**Your assignment**
Copy each line below in which the word "safety" occurs.

**Data shown**
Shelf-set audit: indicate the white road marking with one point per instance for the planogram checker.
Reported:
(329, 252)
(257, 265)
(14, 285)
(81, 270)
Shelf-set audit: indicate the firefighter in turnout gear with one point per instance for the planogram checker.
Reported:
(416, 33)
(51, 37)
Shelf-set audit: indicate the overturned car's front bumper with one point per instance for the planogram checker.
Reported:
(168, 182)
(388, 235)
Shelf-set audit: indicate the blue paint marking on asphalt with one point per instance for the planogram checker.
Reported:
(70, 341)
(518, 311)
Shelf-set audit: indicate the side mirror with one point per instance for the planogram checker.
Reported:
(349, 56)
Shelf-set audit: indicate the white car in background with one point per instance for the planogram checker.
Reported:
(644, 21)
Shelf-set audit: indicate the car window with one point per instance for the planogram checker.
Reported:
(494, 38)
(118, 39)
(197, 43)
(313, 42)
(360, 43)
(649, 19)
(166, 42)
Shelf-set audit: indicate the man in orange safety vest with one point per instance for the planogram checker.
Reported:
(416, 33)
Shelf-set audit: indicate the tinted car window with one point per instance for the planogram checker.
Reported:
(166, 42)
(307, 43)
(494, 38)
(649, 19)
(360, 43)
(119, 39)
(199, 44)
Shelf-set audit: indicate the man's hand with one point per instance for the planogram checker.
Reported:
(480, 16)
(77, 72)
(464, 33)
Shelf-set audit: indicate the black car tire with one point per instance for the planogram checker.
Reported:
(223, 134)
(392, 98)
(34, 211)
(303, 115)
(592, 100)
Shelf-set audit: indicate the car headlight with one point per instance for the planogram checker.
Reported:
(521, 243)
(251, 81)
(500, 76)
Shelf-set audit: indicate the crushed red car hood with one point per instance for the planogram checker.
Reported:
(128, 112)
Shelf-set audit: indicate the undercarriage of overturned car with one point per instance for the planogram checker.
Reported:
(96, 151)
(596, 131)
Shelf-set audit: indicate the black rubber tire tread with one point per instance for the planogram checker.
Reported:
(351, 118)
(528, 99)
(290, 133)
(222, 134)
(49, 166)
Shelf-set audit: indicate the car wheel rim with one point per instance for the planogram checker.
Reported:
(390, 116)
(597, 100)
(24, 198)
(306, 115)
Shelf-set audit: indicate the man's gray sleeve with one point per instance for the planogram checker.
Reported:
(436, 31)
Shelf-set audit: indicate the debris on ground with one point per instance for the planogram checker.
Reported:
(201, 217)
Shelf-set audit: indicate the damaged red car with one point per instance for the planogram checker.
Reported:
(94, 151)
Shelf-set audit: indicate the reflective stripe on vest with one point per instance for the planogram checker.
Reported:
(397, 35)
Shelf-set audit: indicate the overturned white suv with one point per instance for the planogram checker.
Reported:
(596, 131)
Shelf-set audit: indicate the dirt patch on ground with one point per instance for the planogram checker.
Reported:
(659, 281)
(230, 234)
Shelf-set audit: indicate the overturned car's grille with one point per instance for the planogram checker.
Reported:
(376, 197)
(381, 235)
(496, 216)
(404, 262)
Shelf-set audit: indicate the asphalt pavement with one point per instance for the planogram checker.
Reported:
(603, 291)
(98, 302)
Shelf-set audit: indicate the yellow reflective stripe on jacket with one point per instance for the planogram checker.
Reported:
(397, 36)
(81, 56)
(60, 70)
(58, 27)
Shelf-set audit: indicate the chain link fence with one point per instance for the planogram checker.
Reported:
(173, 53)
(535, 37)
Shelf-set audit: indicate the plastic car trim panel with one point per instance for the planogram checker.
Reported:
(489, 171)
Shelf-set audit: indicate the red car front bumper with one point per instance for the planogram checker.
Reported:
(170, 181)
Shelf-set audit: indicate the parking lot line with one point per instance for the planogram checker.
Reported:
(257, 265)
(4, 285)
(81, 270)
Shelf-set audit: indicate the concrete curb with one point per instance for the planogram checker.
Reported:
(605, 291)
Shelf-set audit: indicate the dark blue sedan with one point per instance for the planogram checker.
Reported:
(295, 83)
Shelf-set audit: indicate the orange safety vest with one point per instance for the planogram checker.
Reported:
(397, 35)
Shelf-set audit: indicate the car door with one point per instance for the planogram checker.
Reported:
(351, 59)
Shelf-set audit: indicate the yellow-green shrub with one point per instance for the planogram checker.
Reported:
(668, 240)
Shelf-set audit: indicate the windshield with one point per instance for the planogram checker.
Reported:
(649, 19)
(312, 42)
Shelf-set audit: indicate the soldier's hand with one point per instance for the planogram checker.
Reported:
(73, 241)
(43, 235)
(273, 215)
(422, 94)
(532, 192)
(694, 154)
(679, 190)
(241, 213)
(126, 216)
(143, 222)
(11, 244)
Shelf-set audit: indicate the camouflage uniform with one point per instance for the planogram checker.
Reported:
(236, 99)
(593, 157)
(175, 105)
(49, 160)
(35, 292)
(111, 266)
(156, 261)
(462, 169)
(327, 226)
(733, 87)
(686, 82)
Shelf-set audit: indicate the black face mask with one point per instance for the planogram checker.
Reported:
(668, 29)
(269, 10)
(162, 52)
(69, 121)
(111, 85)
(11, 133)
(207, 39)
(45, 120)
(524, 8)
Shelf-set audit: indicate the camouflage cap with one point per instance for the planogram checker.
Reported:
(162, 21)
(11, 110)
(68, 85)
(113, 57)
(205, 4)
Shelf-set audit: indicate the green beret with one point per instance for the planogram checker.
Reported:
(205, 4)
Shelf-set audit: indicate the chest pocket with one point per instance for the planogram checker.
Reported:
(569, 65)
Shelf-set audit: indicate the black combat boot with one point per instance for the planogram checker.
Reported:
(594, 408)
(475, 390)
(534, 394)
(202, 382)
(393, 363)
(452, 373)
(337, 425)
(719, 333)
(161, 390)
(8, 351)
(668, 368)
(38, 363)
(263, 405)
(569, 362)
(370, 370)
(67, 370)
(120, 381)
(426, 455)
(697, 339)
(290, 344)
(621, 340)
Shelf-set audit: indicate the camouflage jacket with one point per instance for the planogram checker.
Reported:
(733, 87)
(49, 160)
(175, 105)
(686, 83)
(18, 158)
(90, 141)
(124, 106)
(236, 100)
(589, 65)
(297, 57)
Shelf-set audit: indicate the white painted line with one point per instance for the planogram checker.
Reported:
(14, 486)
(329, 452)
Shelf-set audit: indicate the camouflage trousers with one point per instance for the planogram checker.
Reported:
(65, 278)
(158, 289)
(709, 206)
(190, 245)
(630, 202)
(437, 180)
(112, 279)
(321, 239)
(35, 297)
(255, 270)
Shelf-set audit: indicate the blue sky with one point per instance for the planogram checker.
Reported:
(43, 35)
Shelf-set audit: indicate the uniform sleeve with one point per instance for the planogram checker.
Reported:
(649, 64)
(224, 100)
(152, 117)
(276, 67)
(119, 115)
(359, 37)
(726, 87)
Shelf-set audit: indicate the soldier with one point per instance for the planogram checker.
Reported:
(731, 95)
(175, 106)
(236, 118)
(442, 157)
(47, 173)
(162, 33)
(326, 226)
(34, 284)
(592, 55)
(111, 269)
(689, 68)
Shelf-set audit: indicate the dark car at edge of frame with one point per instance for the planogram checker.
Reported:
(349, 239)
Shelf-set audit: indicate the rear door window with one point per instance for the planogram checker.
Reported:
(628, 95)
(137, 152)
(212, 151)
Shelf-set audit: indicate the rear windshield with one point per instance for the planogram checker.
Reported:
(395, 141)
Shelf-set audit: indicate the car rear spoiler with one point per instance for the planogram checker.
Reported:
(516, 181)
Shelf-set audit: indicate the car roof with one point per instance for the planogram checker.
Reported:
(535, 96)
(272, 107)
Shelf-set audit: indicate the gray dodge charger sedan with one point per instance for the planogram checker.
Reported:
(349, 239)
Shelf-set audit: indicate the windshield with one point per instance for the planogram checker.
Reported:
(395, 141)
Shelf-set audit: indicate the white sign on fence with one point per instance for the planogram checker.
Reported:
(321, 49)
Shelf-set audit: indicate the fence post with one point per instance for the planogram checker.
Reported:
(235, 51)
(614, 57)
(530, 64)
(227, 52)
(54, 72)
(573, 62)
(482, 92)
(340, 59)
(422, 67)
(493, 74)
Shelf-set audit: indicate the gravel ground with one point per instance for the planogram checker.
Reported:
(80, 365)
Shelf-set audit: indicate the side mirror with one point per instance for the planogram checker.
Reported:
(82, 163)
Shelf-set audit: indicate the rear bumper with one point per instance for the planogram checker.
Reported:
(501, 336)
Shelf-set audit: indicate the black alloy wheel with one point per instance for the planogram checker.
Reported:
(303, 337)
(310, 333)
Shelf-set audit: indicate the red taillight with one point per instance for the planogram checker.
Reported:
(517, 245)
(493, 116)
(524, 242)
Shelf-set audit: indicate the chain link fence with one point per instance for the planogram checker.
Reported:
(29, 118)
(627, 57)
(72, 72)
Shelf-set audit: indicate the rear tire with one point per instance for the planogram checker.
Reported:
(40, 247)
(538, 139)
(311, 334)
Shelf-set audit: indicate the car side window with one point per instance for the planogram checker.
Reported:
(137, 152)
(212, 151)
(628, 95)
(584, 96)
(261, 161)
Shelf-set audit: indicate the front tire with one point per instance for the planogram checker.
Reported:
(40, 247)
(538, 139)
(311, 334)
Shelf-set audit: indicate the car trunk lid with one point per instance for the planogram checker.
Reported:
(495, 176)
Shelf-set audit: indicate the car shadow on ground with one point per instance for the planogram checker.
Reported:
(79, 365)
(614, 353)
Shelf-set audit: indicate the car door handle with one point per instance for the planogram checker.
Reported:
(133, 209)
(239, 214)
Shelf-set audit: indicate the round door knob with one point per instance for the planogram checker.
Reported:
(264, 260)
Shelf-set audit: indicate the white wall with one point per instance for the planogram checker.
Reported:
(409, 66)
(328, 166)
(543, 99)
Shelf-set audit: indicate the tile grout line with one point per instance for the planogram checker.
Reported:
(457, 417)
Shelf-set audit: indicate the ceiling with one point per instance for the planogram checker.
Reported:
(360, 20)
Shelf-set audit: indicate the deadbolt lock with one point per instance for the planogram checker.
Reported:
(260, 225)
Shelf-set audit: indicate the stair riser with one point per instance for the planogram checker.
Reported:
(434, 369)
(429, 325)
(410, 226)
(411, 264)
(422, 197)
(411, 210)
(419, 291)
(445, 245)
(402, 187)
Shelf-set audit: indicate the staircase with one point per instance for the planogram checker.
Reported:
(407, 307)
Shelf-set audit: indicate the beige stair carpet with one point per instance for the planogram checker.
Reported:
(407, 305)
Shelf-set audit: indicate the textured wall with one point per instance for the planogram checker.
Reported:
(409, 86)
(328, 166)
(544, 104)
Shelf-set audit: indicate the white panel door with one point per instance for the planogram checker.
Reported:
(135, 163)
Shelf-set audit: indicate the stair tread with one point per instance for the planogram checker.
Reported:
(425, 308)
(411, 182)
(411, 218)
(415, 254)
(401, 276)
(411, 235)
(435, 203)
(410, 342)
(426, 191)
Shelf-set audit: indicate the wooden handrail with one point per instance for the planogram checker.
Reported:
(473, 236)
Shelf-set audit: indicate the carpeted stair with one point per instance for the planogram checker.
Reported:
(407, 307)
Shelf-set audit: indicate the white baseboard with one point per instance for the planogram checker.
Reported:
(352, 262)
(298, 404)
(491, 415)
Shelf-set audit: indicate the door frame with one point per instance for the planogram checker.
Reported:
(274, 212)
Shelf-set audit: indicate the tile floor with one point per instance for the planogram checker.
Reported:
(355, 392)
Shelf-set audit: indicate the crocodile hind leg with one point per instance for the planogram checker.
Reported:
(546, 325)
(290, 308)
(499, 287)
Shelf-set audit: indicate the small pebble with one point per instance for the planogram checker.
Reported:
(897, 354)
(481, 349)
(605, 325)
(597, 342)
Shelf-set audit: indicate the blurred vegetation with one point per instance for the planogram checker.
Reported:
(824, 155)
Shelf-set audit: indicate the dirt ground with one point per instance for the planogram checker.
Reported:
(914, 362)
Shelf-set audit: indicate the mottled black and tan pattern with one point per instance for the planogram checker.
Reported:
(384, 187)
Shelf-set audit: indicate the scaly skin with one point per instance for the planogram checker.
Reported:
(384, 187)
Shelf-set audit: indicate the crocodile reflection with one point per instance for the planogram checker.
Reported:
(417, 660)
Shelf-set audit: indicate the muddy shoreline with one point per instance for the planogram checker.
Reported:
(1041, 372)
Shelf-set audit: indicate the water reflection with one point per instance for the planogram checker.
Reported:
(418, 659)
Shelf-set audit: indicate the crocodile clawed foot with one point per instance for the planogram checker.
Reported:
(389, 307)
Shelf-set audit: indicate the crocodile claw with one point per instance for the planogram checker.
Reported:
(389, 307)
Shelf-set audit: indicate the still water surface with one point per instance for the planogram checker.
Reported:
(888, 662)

**Solution to the problem**
Shelf-set audit: indicate the man in orange safety vest with one point per instance for the planogram checker.
Shelf-set audit: indicate the orange safety vest with one point per instance for the planogram checker.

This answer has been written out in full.